# DOCUMENT TEXT start

Deployment Patterns & Strategies

Reference guide for deployment strategies, patterns, and best practices. Use this to learn about and plan deployment approaches.

For executing deployments, use /pb-deployment (actionable deployment workflow).

Principle: Every deployment strategy involves trade-offs.

Use /pb-preamble thinking: question your actual risk tolerance before choosing. Use /pb-design-rules thinking: balance Simplicity (don’t use complex strategies you don’t need) with Robustness (design for failure and rollback). Challenge whether you need the complexity of advanced strategies or if simpler approaches work.

Resource Hint: sonnet - Deployment pattern reference; implementation-level release strategy decisions.

When to Use

Choosing a deployment strategy for a new service or major release
Evaluating risk tolerance and rollback requirements
Planning blue-green, canary, or rolling deployments

Purpose

Deployment is a controlled risk. Goals:

Zero downtime: Users don’t notice deployment
Fast rollback: If something breaks, revert in seconds
Gradual rollout: Start small, expand to all users
Safety first: Catch problems before users see them

Deployment Strategies

Choose strategy based on risk and scope.

Strategy 1: Blue-Green Deployment (Safest)

How it works:

Keep current version running (Blue)
Deploy new version to separate environment (Green)
Test Green environment fully
Switch traffic to Green instantly
Old Blue stays running for quick rollback

Diagram:

Before:
  Users → [Blue - current version running]

Deploy:
  Users → [Blue - current version]
  [Green - new version deployed, not receiving traffic yet]

After:
  Users → [Green - new version live]
  [Blue - previous version, ready for rollback]

Advantages:

Zero downtime (instant switch)
Fast rollback (switch back to Blue)
Full testing before traffic switch
Two environments to compare

Disadvantages:

Expensive (need 2x resources)
Database migrations must be compatible
Can’t test at full production load

When to use:

Critical systems (payment, auth)
Zero downtime required
Budget allows 2x infrastructure

Implementation:

# 1. Deploy new version to green environment
kubectl set image deployment/app-green app=myapp:v2.0

# 2. Wait for green to be ready
kubectl rollout status deployment/app-green

# 3. Test green (health checks pass)
curl http://green.internal/health  # Should return 200

# 4. Switch traffic
kubectl patch service app -p '{"spec":{"selector":{"version":"v2.0"}}}'

# 5. If broken, switch back instantly
kubectl patch service app -p '{"spec":{"selector":{"version":"v1.0"}}}'

Strategy 2: Canary Deployment (Balanced)

How it works:

Deploy new version alongside current
Send small % of traffic to new version (5%)
Monitor for errors
Gradually increase % (5% → 25% → 50% → 100%)
If errors spike, rollback the canary

Diagram:

Phase 1: 5% traffic to v2.0
  90% → [v1.0 - stable]
  10% → [v2.0 - canary, low traffic]

Phase 2: 50% traffic to v2.0
  50% → [v1.0]
  50% → [v2.0]

Phase 3: 100% traffic to v2.0
  [v2.0 - all traffic, fully rolled out]

Advantages:

Catch bugs with real traffic (small blast radius)

# DOCUMENT TEXT end
# EXTRACTED MATERIAL start

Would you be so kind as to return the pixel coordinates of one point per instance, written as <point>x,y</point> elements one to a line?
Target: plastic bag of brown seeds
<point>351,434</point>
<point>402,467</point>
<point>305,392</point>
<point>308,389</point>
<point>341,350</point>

# EXTRACTED MATERIAL end

# JOB
Could you echo the deployment strategies guide above word for word, between "Deployment Patterns &" and "release strategy decisions.", inclusive?

# EXPECTED ANSWER
Deployment Patterns & Strategies

Reference guide for deployment strategies, patterns, and best practices. Use this to learn about and plan deployment approaches.

For executing deployments, use /pb-deployment (actionable deployment workflow).

Principle: Every deployment strategy involves trade-offs.

Use /pb-preamble thinking: question your actual risk tolerance before choosing. Use /pb-design-rules thinking: balance Simplicity (don’t use complex strategies you don’t need) with Robustness (design for failure and rollback). Challenge whether you need the complexity of advanced strategies or if simpler approaches work.

Resource Hint: sonnet - Deployment pattern reference; implementation-level release strategy decisions.